BEGIN Given data

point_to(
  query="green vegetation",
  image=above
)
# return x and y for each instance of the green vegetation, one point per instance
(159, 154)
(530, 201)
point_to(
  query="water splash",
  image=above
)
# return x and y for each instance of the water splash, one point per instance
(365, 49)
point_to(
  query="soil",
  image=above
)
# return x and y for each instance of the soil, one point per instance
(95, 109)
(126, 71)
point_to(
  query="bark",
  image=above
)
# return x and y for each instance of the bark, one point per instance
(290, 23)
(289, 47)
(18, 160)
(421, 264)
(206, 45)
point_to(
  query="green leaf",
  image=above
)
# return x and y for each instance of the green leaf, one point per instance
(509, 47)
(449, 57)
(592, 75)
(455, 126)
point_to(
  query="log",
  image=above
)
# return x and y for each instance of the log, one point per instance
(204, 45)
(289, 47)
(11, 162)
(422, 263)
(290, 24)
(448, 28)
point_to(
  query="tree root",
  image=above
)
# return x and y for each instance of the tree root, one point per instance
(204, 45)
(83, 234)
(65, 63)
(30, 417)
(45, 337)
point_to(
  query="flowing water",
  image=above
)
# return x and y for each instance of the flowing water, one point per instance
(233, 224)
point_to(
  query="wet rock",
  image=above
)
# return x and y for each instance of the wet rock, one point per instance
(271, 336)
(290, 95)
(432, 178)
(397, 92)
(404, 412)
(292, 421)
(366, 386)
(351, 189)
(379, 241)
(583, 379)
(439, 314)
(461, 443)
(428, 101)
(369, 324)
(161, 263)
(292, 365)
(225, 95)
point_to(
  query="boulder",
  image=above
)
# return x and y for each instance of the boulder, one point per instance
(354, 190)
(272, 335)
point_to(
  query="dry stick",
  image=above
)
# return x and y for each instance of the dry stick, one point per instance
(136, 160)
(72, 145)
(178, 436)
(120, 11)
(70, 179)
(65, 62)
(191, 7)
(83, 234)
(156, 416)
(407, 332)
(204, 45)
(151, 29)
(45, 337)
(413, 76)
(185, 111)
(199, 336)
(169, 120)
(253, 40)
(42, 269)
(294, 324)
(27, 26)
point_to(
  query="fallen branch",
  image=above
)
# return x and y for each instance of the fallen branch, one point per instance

END Given data
BEGIN Given data

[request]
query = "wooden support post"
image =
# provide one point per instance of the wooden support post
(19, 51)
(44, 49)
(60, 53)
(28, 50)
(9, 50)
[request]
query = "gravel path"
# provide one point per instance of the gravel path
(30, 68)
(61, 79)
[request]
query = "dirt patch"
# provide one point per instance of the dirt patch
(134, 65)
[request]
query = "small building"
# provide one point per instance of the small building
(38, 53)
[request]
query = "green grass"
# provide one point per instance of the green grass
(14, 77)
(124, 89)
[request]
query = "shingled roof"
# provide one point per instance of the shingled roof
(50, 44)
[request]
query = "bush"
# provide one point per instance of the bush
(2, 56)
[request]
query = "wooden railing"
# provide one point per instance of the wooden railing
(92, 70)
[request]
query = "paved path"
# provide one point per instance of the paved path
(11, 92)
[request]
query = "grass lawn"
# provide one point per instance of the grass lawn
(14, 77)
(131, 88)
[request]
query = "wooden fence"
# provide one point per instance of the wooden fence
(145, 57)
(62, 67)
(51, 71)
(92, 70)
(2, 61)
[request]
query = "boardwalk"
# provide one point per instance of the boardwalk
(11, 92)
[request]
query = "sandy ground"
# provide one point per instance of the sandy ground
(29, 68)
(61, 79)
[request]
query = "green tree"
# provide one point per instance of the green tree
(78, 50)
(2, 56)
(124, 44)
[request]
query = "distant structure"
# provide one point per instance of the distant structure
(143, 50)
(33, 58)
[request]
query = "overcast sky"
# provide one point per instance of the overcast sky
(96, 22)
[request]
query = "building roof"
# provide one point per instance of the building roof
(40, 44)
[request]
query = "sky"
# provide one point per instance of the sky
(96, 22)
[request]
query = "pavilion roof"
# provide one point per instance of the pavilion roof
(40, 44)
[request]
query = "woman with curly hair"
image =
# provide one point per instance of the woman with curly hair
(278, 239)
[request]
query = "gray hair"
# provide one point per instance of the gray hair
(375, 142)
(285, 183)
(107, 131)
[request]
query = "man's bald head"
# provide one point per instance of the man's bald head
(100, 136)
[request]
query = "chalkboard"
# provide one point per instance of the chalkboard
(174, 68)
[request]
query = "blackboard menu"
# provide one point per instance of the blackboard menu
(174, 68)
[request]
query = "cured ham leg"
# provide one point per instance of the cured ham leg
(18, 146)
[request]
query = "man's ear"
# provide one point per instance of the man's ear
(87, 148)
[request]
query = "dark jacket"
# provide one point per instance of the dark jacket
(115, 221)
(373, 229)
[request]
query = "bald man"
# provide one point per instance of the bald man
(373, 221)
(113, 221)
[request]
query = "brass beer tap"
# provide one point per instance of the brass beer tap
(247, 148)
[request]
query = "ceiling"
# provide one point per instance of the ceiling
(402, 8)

END Given data

• Problem to solve: Copy out every line of the items above that contains the word "woman".

• Output for this exercise:
query = "woman with curly hair"
# provide one point per instance of the woman with curly hair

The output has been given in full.